§ **TO BE DONE**
Which three categories of company tax debt does a Director Penalty Notice shift to the director personally, according to the passage on Director Penalty Notices?

§ **SOURCE PASSAGE**
-- START --
What a DPN actually is
A Director Penalty Notice is issued by the Australian Taxation Office under Division 269 of Schedule 1 of the Taxation Administration Act 1953. It transfers liability for three categories of company tax debt — PAYG withholding, GST (in certain circumstances), and superannuation guarantee charge — from the company to the director personally.
This matters because, in ordinary circumstances, the corporate veil protects directors from the company's debts. A DPN pierces that protection for these specific tax obligations. Once issued, and once the response window passes without action, the director becomes personally liable for the underlying debt. The ATO can then pursue recovery in the same way it would against any individual debtor — bank account garnishee notices, judgment registration, bankruptcy proceedings.
The DPN is not a discretionary tool. The ATO is required to issue notices in certain circumstances, and the issuing process is largely mechanical once those circumstances exist. Most directors who receive a DPN have already missed earlier signals — outstanding lodgements, unpaid liabilities, prior correspondence. By the time the formal notice arrives, the situation has been crystallising for some time.
Lockdown versus non-lockdown — the distinction that determines everything
There are two types of DPN, and they have very different consequences.
-- END --
§ **DATA RECORDS**
-- START --
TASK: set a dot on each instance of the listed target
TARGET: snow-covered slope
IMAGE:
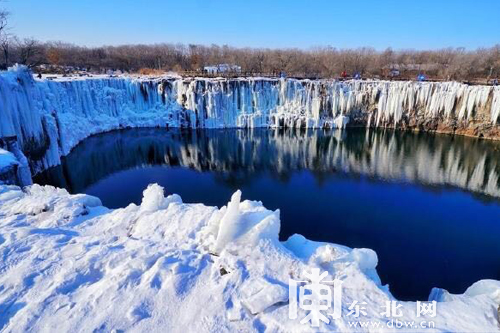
(69, 264)
(51, 117)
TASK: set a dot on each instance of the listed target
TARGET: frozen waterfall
(49, 117)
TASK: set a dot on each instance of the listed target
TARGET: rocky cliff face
(51, 117)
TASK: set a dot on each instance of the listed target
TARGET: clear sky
(418, 24)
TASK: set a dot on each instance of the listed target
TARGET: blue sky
(418, 24)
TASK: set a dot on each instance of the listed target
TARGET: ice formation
(66, 259)
(51, 117)
(463, 163)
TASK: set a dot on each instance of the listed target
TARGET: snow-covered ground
(69, 264)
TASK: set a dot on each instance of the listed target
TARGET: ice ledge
(166, 265)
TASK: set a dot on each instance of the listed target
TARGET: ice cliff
(50, 117)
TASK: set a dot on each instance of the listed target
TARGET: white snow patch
(69, 264)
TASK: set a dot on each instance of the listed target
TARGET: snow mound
(69, 264)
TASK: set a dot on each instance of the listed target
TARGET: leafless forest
(443, 64)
-- END --
§ **OUTPUT FOR THIS EXERCISE**
PAYG withholding, GST (in certain circumstances), and superannuation guarantee charge.